[Extracted data entries]
==========
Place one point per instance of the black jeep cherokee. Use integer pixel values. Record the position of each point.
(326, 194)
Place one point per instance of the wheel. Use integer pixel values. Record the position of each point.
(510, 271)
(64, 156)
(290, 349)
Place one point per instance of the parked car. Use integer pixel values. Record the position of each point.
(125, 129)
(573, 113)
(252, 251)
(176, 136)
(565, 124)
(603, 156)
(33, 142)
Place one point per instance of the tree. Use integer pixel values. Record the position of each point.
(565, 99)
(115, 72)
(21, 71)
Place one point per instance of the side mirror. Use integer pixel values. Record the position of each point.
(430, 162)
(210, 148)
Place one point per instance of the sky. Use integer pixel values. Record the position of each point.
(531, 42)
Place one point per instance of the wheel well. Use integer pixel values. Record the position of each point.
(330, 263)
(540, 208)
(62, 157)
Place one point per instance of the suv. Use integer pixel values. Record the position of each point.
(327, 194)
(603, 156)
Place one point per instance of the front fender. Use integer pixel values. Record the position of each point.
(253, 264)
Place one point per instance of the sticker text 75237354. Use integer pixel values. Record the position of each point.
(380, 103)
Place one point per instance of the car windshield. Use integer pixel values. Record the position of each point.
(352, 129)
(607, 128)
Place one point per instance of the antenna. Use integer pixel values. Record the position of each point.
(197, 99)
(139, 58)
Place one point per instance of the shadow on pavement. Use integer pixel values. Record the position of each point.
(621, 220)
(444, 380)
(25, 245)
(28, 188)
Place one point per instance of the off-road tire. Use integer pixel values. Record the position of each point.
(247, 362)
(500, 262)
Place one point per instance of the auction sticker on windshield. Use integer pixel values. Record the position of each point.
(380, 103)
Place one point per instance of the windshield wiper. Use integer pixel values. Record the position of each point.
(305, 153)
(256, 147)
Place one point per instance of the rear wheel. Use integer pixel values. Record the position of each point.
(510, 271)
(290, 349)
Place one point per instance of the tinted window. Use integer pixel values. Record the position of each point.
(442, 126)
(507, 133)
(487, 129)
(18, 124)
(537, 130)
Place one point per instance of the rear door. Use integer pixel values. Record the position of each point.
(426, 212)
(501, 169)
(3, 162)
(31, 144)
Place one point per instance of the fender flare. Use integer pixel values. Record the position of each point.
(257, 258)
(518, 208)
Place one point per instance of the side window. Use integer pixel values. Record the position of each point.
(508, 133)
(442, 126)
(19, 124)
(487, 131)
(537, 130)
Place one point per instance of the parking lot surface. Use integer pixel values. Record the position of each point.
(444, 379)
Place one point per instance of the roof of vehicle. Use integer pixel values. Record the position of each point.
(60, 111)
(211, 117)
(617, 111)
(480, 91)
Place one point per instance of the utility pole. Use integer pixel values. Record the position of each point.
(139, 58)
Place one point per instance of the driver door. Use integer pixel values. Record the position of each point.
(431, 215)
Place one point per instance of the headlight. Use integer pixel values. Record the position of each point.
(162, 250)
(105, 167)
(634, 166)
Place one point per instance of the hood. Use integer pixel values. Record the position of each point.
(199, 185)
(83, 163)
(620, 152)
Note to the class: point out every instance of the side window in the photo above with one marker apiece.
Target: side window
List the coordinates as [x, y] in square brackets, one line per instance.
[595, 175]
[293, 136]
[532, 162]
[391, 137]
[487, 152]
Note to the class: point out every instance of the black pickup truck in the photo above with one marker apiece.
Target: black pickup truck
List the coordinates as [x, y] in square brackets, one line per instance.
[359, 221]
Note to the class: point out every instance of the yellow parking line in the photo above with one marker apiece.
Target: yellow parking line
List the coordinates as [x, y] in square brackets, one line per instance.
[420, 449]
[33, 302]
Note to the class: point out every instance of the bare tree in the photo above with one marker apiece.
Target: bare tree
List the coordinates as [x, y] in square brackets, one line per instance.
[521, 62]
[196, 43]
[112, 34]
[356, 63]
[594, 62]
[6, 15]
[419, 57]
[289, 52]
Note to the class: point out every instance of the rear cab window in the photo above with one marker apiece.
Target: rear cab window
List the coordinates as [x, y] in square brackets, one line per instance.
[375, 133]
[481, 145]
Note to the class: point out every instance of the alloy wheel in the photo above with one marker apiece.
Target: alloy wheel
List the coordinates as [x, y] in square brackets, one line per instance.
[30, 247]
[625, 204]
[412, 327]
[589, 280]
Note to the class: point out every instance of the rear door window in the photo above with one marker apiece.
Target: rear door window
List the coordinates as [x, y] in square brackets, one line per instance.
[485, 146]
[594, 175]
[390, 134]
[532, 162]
==========
Your answer must be every line from the entries that contains the string "yellow", copied as it stands.

Note to the class: point out every instance of the yellow parking line in the photo above with one marker apiece.
Target: yellow parking line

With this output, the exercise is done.